В конце января 1942 г. меня неожиданно вызвал начальник штаба дивизиона старший лейтенант Леконцев и сказал: «Журавлёв, на тебя пришёл приказ о переводе в штабную батарею. Приказ подписан командиром полка Певзнером и начальником штаба Сунцовым». Приказ есть приказ, надо выполнять. Когда пришёл в штабную батарею, то её командир ст. лейтенант Александров говорит: «Будешь находиться в штабе полка, в частности, в строевой части, а подчиняться будешь только комиссару полка Кабаничу». Меня это удивило. Я даже говорю: «Вы что, товарищ старший лейтенант, смеётесь?» «Нет, – сказал он, – иди в штаб, там ребята знают». В штабе начальника строевой части Кожевникова, писарей Волкова и Мазалова я уже знал, так как часто бывал у них с донесениями из нашего дивизиона. Знали меня и начштаба А.П. Сунцов и его помы. К тому времени ПНШ-1, то есть первый помощник начальника штаба, был уже бывший командир первой батареи старший лейтенант Горощенко, а ПНШ-2 был старший лейтенант Дементьев, который, по всей вероятности, погиб в феврале 1942 г.
========================================================================
- **ЗАДАНИЯ И УПРАЖНЕНИЯ**:
- a) Кто, согласно рассказу о переводе в штаб полка, подписал приказ о переводе в штабную батарею?
- b) Допишите рассказ о переводе в штаб полка, начав сразу после его последнего предложения.
Эти строки к заданиям никакого отношения не имеют.

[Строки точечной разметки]
========================================================================
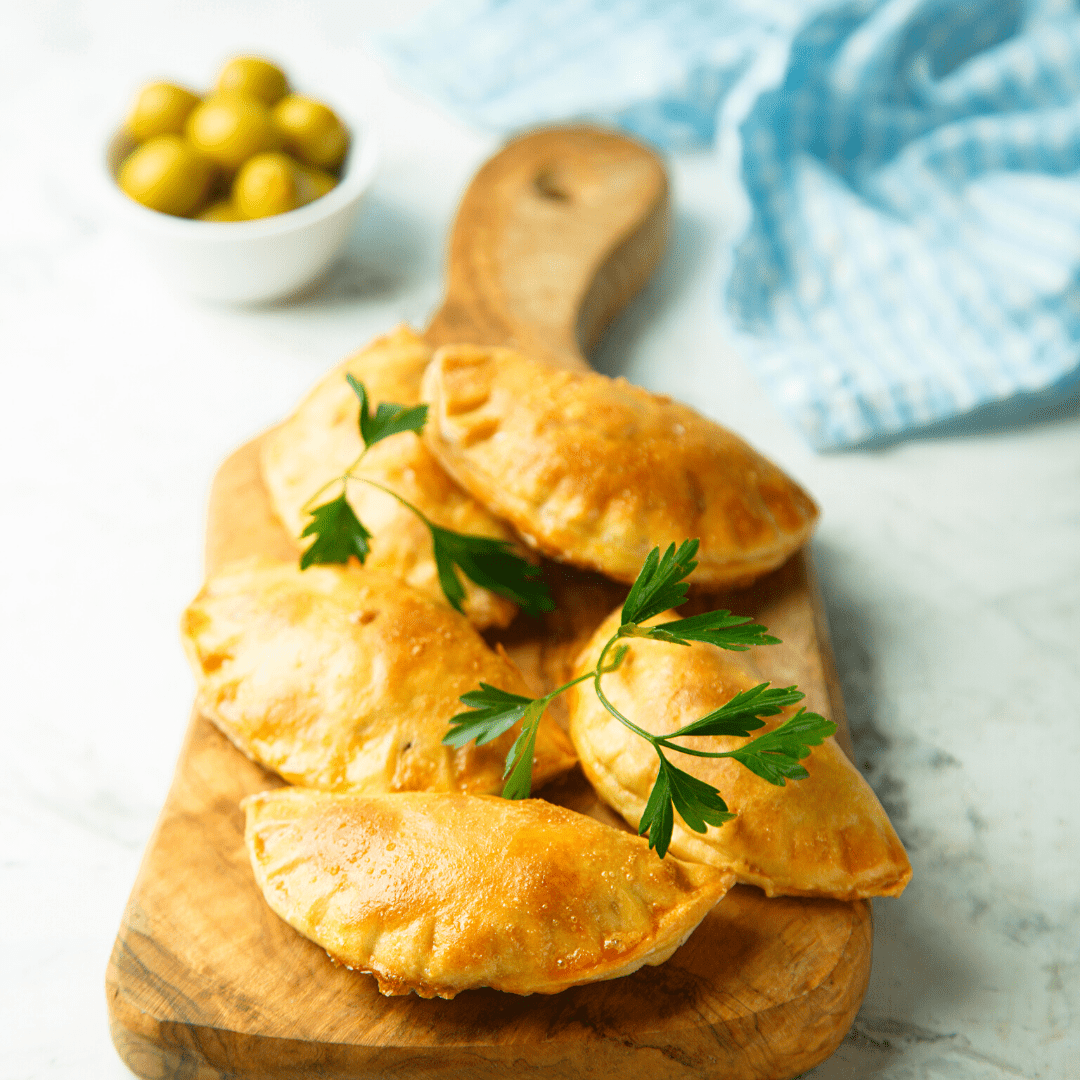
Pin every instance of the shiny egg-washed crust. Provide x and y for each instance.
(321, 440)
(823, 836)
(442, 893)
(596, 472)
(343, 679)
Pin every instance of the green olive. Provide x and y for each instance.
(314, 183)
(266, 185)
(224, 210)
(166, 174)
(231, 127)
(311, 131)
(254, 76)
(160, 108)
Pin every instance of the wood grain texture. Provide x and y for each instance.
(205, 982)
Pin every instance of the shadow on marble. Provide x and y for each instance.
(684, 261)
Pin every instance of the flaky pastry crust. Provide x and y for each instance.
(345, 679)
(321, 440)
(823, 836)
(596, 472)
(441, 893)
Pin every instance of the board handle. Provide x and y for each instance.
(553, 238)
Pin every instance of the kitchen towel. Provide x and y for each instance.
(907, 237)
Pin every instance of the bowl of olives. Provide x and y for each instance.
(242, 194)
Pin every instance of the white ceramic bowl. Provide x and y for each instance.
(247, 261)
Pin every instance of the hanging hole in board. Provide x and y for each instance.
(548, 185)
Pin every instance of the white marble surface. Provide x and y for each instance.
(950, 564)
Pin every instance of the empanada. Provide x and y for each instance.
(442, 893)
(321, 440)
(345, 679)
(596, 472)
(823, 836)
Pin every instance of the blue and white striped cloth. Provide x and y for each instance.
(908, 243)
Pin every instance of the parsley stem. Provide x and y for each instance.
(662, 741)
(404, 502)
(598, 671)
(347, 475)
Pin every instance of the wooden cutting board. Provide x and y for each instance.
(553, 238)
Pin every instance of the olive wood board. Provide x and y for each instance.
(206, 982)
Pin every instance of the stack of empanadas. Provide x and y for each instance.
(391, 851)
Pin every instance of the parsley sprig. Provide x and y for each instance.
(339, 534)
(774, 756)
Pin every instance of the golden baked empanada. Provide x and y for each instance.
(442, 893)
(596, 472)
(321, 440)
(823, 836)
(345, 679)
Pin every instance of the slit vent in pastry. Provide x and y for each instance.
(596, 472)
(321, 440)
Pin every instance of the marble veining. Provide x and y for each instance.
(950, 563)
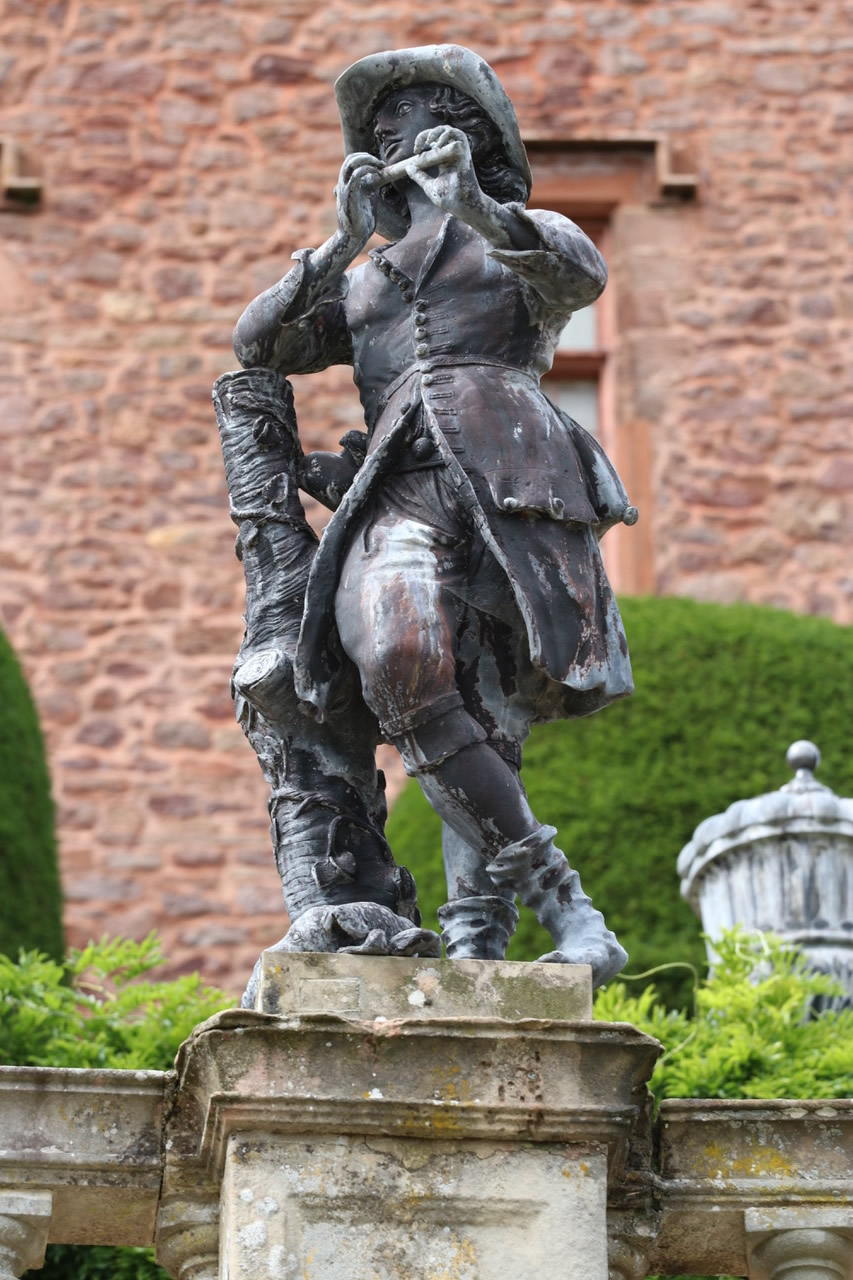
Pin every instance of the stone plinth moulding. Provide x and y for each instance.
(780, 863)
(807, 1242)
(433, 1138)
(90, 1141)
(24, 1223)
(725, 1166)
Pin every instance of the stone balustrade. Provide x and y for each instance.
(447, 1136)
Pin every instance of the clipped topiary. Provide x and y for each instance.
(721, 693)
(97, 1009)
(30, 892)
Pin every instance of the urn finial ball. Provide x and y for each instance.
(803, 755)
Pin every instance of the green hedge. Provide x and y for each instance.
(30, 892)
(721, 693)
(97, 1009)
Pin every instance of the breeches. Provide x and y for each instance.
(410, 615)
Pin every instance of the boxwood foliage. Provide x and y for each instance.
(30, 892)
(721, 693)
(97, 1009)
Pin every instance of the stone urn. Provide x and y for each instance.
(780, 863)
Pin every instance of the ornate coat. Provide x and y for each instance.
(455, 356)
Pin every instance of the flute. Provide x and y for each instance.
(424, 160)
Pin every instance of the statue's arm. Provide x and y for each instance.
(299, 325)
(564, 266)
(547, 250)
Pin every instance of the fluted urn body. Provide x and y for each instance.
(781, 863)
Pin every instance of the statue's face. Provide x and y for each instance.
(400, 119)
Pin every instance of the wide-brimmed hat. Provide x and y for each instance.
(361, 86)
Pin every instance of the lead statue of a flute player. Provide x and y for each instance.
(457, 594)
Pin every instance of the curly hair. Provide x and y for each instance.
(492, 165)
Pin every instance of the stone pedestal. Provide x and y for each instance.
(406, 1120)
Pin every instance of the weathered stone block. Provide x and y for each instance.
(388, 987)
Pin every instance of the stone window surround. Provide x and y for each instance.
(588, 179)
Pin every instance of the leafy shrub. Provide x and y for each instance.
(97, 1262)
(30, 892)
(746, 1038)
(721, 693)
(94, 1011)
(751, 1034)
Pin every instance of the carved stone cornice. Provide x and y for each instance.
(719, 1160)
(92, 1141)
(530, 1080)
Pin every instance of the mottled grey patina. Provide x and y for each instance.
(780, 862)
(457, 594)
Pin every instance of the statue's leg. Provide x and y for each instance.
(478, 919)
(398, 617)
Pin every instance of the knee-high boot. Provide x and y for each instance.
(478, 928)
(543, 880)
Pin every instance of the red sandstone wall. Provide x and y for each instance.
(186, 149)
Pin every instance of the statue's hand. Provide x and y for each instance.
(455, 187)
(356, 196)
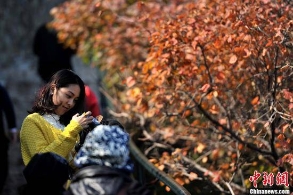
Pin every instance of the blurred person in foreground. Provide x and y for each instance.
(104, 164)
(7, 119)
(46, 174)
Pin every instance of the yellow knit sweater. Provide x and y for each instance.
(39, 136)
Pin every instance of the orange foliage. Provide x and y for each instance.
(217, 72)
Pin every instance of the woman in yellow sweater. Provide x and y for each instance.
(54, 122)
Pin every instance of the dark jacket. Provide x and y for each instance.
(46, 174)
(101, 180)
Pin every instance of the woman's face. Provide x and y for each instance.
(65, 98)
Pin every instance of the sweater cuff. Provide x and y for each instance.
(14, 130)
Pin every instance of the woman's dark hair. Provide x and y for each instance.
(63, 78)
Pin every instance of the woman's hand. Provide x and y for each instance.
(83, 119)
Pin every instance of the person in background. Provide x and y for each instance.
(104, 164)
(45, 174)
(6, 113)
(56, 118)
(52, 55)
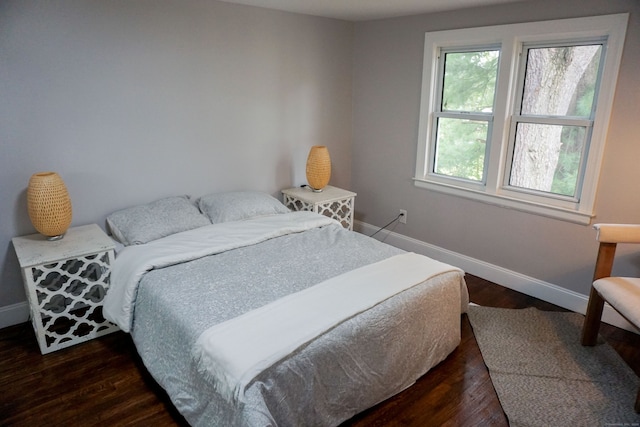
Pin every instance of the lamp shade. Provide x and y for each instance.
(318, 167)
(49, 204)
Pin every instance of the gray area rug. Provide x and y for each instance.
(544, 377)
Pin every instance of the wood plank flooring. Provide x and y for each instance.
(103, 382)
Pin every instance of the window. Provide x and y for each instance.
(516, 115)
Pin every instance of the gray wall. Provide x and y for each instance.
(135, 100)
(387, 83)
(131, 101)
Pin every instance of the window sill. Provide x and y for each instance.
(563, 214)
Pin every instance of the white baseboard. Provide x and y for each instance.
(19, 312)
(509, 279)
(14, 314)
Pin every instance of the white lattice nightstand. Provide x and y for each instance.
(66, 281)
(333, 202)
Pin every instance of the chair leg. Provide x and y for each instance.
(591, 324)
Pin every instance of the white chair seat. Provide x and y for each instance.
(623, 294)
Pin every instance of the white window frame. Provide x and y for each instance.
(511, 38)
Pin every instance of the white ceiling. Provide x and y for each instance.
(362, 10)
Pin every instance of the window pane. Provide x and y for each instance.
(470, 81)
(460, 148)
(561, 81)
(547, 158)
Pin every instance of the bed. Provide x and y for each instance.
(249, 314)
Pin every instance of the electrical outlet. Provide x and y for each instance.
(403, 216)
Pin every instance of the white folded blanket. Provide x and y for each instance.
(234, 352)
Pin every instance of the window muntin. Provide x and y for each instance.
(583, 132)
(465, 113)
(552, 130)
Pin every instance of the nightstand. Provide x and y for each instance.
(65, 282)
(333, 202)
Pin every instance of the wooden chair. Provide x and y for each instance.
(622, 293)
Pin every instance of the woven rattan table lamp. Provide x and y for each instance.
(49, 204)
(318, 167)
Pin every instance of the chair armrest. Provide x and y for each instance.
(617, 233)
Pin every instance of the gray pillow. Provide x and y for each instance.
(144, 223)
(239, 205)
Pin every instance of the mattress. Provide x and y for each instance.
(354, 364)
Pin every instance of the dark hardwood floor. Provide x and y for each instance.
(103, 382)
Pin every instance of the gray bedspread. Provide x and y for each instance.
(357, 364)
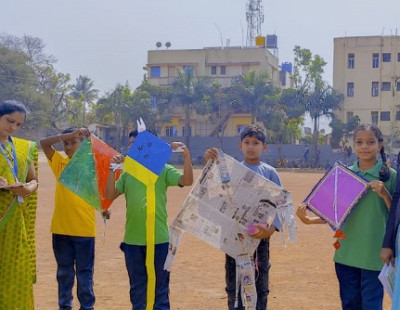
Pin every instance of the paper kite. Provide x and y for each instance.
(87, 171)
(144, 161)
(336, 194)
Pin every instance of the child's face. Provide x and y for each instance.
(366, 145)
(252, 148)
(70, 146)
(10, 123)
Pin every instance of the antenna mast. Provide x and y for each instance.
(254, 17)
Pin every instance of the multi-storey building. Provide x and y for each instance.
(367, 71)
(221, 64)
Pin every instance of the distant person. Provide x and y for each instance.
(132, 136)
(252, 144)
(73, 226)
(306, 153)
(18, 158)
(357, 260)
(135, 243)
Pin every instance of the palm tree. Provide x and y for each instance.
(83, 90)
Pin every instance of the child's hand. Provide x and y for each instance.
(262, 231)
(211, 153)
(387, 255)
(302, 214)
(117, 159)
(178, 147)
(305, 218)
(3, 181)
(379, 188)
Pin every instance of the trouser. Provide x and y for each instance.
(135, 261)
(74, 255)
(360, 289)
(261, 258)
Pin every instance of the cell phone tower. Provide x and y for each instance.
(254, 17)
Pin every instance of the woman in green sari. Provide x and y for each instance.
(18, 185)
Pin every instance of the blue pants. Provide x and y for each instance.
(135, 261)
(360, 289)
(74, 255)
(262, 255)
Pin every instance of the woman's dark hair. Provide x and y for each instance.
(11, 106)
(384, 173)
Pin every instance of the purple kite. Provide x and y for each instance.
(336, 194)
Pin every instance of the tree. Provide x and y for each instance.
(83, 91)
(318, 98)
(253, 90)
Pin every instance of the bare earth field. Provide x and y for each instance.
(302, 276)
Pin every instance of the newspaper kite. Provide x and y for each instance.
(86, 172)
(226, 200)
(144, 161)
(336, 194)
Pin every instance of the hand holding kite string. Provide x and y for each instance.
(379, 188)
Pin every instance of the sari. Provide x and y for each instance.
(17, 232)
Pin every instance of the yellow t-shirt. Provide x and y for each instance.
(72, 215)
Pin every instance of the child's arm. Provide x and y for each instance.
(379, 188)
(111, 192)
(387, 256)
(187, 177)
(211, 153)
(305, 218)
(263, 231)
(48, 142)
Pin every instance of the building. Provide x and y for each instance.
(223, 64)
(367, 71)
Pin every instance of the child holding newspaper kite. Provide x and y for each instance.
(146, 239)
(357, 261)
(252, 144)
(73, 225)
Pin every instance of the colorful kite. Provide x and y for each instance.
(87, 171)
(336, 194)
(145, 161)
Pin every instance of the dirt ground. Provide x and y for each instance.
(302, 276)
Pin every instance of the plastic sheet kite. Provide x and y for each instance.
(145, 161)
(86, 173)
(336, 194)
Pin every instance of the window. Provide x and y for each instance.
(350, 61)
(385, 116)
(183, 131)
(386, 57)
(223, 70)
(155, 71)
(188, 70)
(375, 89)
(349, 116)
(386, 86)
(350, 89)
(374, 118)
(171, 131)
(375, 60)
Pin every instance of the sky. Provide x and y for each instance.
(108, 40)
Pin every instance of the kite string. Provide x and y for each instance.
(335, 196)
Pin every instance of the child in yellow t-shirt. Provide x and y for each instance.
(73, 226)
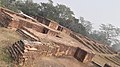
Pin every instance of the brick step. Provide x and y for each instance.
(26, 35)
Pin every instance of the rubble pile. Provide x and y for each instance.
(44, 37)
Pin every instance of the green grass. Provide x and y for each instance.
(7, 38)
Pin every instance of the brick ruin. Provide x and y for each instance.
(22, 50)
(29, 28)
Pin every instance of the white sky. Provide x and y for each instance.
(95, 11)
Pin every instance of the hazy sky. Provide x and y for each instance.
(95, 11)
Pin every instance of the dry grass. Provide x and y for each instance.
========================================================================
- **ОТВЕТЫ К ЗАДАНИЯМ**:
- a) Командир полка Певзнер и начальник штаба Сунцов.

- b)
Дело в том, что я приступил к обязанностям в штабной батарее 788-го артполка и находился в строевой части полка. Как помню, было солнечное утро. В хату, где мы находились с ребятами из строевой части, заскочил Дементьев и крикнул: «Срочно собирайте все документы и отходите к лесу по дороге, я прикрою вас!» Немцы уже были на окраине деревни, пехота отходит. Выполнив его команду, мы пришли в штаб полка. Доложили, что документы основные с нами, но Дементьева мы больше не видели. Не исключено, что именно здесь он погиб.

Находясь в распоряжении комиссара полка Кабанича, я настрополился под диктовку его, а затем и сам составлял политдонесения, отдавая ему на просмотр и подпись. Очень редко, но делал замечания, на что обратить внимание. Но дважды я нарвался на неприятности. Первое – я без его разрешения ушёл на НП для корректировки огня по просьбе моего товарища, тоже вычислителя, Борщенко. Идя из дивизиона, я встретил его по дороге на НП нашего первого дивизиона. Он меня пригласил: «Пойдём со мной, поможешь корректировать огонь». А тут Кабаничу потребовалось срочно донесение одного из дивизионов. На месте, то есть в строевой части, меня не оказалось. И каким-то образом он узнал, что я на наблюдательном пункте дивизиона. Приказал срочно явиться к нему. Когда я пришёл и доложил о явке, он сказал: «Хотел взять кнут и тебя отмутузить, но злость пропала». Потом, все что было надо, я сделал, и на этом инцидент был исчерпан.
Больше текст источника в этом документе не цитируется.